## Start

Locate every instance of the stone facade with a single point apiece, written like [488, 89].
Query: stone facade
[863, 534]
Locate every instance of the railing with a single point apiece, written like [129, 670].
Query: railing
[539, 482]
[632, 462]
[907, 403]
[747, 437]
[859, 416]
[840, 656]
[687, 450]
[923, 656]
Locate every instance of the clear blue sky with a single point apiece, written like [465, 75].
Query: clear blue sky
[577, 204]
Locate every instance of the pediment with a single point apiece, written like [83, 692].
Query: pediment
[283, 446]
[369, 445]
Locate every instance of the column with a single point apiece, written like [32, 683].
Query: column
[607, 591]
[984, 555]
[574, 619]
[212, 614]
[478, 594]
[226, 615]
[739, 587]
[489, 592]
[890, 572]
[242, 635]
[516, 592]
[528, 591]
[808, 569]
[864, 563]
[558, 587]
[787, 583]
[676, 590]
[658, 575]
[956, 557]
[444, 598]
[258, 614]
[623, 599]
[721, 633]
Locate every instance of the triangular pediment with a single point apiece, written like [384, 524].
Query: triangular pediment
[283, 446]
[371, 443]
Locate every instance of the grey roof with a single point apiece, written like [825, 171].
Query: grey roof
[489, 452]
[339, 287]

## End
## Start

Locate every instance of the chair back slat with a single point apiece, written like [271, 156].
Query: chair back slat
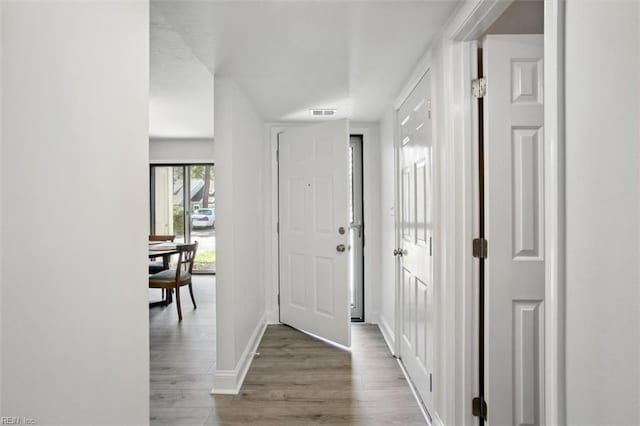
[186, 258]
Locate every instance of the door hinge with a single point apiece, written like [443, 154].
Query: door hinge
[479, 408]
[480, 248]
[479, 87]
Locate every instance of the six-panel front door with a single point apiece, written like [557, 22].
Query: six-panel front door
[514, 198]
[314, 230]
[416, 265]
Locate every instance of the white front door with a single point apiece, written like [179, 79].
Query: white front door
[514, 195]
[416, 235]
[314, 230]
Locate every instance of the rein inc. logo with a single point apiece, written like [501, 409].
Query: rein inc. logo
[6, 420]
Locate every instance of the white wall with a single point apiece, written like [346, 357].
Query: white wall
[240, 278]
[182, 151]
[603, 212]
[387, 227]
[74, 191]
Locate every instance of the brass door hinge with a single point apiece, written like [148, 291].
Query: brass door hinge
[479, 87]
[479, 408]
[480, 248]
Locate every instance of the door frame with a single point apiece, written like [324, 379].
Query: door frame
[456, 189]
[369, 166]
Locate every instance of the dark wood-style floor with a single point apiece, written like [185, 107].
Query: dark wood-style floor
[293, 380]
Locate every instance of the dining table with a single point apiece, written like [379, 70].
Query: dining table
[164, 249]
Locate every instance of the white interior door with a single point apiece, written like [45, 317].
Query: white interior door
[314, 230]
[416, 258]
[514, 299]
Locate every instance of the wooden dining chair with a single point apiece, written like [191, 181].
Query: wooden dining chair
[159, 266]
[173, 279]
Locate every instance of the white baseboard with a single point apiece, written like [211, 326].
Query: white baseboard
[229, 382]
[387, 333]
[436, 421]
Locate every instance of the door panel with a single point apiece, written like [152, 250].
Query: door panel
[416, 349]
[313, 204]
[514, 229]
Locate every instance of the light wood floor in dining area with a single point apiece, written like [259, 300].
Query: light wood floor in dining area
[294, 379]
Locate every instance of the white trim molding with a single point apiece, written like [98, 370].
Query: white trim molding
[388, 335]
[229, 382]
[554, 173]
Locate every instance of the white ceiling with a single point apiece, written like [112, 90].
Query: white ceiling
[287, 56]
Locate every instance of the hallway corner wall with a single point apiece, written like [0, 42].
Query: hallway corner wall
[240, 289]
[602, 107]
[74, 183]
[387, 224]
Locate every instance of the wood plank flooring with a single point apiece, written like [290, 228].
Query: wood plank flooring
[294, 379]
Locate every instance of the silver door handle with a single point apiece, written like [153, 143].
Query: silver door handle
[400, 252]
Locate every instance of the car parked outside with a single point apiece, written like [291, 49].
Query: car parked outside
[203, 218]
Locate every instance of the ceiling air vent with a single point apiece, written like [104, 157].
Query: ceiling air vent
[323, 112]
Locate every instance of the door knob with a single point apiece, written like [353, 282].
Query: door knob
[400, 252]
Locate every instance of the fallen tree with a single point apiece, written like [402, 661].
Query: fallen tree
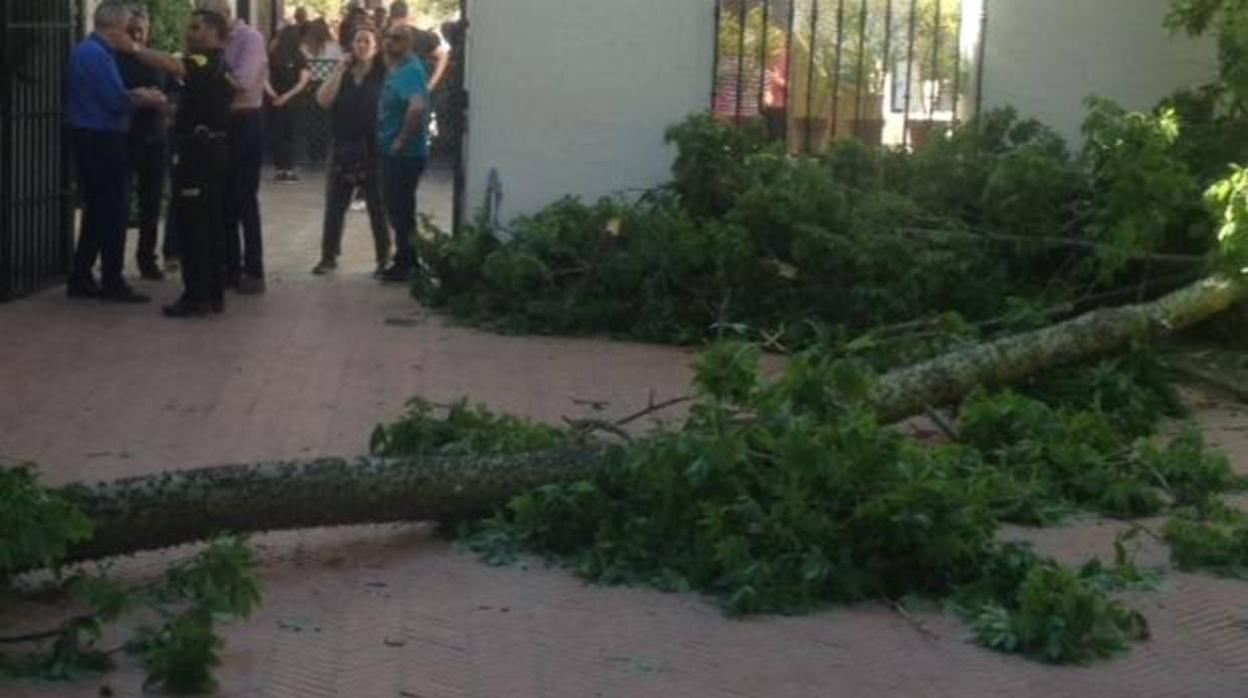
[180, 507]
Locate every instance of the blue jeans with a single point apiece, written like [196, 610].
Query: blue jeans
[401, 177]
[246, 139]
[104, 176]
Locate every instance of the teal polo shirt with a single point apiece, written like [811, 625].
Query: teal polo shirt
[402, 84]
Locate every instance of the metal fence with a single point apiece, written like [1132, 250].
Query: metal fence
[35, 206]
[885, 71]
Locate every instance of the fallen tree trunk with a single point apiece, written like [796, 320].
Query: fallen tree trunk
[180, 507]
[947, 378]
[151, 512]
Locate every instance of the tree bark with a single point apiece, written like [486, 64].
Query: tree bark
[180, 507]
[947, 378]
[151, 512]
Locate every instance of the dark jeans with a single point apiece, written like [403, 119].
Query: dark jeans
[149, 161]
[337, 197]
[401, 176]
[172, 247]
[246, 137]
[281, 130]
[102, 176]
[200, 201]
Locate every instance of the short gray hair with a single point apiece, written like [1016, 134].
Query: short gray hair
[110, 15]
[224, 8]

## End

■ Stated goal
Collect every line of the entries above that contains the word "metal", matching case exactly.

■ Result for this exercise
Locate every instance of the metal fence with a single point apiece, written like [1132, 250].
Query: metal fence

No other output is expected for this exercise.